[TO DO]: Transcribe the whole listing below without changing a word, but leave out every image.

[PROVIDED DATA]:
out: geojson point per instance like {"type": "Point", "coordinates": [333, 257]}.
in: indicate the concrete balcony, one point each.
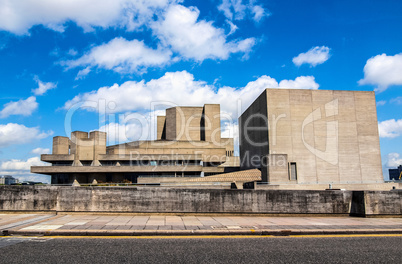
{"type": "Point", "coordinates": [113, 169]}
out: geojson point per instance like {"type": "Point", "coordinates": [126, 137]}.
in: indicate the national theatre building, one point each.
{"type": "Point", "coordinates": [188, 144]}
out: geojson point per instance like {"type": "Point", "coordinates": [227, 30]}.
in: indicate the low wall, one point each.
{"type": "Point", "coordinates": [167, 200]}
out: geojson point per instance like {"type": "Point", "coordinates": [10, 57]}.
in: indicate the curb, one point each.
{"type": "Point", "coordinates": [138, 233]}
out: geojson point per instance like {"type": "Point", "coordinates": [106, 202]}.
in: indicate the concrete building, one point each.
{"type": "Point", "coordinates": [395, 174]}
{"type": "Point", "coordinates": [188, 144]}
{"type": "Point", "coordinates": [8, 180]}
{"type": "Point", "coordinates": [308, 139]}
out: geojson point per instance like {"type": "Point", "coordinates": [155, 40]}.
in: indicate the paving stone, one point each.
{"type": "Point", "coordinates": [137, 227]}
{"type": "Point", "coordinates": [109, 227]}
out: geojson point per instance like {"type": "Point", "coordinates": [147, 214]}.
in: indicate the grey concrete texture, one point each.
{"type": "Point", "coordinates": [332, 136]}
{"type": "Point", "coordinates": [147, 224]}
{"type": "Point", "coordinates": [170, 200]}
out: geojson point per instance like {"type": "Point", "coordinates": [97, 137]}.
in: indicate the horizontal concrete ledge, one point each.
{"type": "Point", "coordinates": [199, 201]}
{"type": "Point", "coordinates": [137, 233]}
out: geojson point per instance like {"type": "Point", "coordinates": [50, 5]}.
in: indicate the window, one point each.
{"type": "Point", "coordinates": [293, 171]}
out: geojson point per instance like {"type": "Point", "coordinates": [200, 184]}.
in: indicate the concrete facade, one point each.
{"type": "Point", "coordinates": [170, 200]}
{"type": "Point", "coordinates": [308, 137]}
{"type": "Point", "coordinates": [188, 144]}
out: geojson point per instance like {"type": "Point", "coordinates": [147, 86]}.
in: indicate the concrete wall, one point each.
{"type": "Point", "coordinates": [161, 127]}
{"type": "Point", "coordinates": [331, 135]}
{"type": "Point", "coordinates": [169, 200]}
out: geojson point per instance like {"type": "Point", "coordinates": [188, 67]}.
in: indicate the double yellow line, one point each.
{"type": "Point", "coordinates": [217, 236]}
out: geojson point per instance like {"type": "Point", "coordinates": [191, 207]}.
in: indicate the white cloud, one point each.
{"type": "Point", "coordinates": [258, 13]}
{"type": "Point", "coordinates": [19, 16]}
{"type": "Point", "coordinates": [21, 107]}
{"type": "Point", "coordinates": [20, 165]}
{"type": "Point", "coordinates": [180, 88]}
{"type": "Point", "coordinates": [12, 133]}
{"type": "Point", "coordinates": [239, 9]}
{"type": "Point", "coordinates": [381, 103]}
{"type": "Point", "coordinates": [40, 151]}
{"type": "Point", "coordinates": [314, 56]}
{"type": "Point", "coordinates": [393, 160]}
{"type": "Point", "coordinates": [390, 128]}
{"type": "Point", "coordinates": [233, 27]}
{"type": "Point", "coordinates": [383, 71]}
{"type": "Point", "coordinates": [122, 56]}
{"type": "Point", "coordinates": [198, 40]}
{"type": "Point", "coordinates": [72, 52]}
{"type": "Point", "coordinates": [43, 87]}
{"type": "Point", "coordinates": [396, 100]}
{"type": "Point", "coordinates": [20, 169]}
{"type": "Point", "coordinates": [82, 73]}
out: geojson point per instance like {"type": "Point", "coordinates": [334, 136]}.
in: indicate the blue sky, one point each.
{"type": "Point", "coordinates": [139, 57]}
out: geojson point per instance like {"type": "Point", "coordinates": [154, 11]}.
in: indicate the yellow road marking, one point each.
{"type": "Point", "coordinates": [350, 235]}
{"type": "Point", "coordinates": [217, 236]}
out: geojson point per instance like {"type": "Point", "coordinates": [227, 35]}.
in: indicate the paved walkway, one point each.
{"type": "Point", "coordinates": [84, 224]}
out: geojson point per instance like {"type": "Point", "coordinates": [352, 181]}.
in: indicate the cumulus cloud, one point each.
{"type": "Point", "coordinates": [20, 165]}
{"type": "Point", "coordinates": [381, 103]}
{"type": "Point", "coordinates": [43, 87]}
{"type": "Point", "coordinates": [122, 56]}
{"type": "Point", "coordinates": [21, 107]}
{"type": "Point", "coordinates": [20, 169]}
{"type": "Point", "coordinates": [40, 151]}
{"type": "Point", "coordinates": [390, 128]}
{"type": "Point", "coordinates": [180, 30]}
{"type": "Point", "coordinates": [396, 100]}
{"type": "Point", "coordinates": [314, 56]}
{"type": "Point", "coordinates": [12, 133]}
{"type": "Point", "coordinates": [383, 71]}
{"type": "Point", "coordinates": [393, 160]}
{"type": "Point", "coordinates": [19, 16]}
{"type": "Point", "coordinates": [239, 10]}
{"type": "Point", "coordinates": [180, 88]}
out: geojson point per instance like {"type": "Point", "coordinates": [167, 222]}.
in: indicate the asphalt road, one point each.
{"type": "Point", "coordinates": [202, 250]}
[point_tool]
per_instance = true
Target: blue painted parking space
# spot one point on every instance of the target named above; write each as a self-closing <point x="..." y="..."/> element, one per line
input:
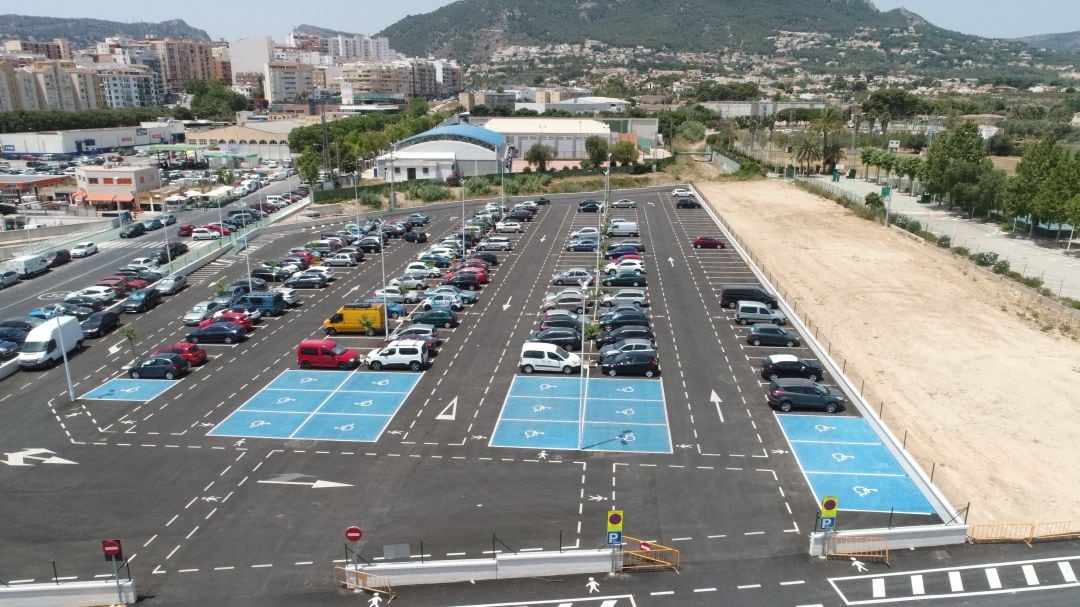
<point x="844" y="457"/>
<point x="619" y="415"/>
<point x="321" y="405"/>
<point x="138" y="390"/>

[EXPECTED OUTPUT]:
out: geojson point per instance like {"type": "Point", "coordinates": [333, 257]}.
in: indicate the concrete balcony, one point each.
{"type": "Point", "coordinates": [113, 169]}
out: geojson point per instance like {"type": "Point", "coordinates": [126, 137]}.
in: indicate the national theatre building, one point each.
{"type": "Point", "coordinates": [188, 144]}
out: geojson point per instance like {"type": "Point", "coordinates": [227, 30]}.
in: indicate the low wall, one point each.
{"type": "Point", "coordinates": [167, 200]}
out: geojson point per instance like {"type": "Point", "coordinates": [10, 57]}.
in: indicate the curb, one point each.
{"type": "Point", "coordinates": [138, 233]}
out: geojson point per instance like {"type": "Point", "coordinates": [106, 202]}.
in: indicate the concrete building, one point each.
{"type": "Point", "coordinates": [395, 174]}
{"type": "Point", "coordinates": [188, 144]}
{"type": "Point", "coordinates": [8, 180]}
{"type": "Point", "coordinates": [308, 139]}
out: geojson point per instance like {"type": "Point", "coordinates": [155, 40]}.
in: indicate the paving stone, one point each.
{"type": "Point", "coordinates": [137, 227]}
{"type": "Point", "coordinates": [109, 227]}
out: geojson point per instance like {"type": "Point", "coordinates": [147, 214]}.
in: indicate the grey concrete texture, one point each.
{"type": "Point", "coordinates": [332, 136]}
{"type": "Point", "coordinates": [147, 224]}
{"type": "Point", "coordinates": [170, 200]}
out: geojson point per instance like {"type": "Point", "coordinates": [97, 137]}.
in: indicate the horizontal concrete ledge, one point each.
{"type": "Point", "coordinates": [199, 201]}
{"type": "Point", "coordinates": [137, 233]}
out: geojson point per instance like {"type": "Point", "coordinates": [50, 5]}.
in: indicate the window, one point each.
{"type": "Point", "coordinates": [293, 171]}
out: geojson point per instance like {"type": "Point", "coordinates": [200, 184]}.
in: indicate the concrete facade, one point each.
{"type": "Point", "coordinates": [170, 200]}
{"type": "Point", "coordinates": [308, 137]}
{"type": "Point", "coordinates": [188, 144]}
out: geojson point per instance like {"type": "Point", "coordinates": [147, 86]}.
in: indicate the concrete wall, one point each.
{"type": "Point", "coordinates": [161, 127]}
{"type": "Point", "coordinates": [331, 135]}
{"type": "Point", "coordinates": [169, 200]}
out: geojson point per instance like {"type": "Point", "coordinates": [188, 67]}.
in: indicate the double yellow line, one point each.
{"type": "Point", "coordinates": [217, 236]}
out: geojson point per instance like {"type": "Point", "coordinates": [191, 207]}.
in: indicate the white cloud, one point each.
{"type": "Point", "coordinates": [258, 13]}
{"type": "Point", "coordinates": [19, 16]}
{"type": "Point", "coordinates": [21, 107]}
{"type": "Point", "coordinates": [20, 165]}
{"type": "Point", "coordinates": [180, 88]}
{"type": "Point", "coordinates": [12, 133]}
{"type": "Point", "coordinates": [239, 9]}
{"type": "Point", "coordinates": [381, 103]}
{"type": "Point", "coordinates": [40, 151]}
{"type": "Point", "coordinates": [314, 56]}
{"type": "Point", "coordinates": [393, 160]}
{"type": "Point", "coordinates": [390, 128]}
{"type": "Point", "coordinates": [233, 27]}
{"type": "Point", "coordinates": [383, 71]}
{"type": "Point", "coordinates": [122, 56]}
{"type": "Point", "coordinates": [198, 40]}
{"type": "Point", "coordinates": [72, 52]}
{"type": "Point", "coordinates": [43, 87]}
{"type": "Point", "coordinates": [396, 100]}
{"type": "Point", "coordinates": [20, 169]}
{"type": "Point", "coordinates": [82, 73]}
out: geojson point per instance like {"type": "Point", "coordinates": [334, 136]}.
in: indicate the blue sky, one point each.
{"type": "Point", "coordinates": [139, 57]}
out: geojson point per instance like {"type": "Point", "coordinates": [154, 11]}.
in: indicate the yellow road marking, one point each.
{"type": "Point", "coordinates": [350, 235]}
{"type": "Point", "coordinates": [217, 236]}
out: geojson point per instance like {"type": "Point", "coordinates": [227, 35]}.
in: indicate the paved walkway, one point each.
{"type": "Point", "coordinates": [84, 224]}
out: geojson point per instance like {"type": "Point", "coordinates": [352, 181]}.
in: indicate the cumulus cloud, one point each.
{"type": "Point", "coordinates": [20, 165]}
{"type": "Point", "coordinates": [381, 103]}
{"type": "Point", "coordinates": [43, 87]}
{"type": "Point", "coordinates": [122, 56]}
{"type": "Point", "coordinates": [21, 107]}
{"type": "Point", "coordinates": [20, 169]}
{"type": "Point", "coordinates": [40, 151]}
{"type": "Point", "coordinates": [390, 128]}
{"type": "Point", "coordinates": [180, 30]}
{"type": "Point", "coordinates": [396, 100]}
{"type": "Point", "coordinates": [314, 56]}
{"type": "Point", "coordinates": [12, 133]}
{"type": "Point", "coordinates": [383, 71]}
{"type": "Point", "coordinates": [393, 160]}
{"type": "Point", "coordinates": [19, 16]}
{"type": "Point", "coordinates": [239, 10]}
{"type": "Point", "coordinates": [180, 88]}
out: geojson point per instance like {"type": "Point", "coordinates": [167, 222]}.
in: indicate the asphalt road, one point each.
{"type": "Point", "coordinates": [202, 250]}
[point_tool]
per_instance = true
Target: blue painted parking space
# spot one point on every instance of the target named above; write each as a self-closing <point x="..." y="..."/> element, one per line
input:
<point x="844" y="457"/>
<point x="619" y="415"/>
<point x="321" y="405"/>
<point x="138" y="390"/>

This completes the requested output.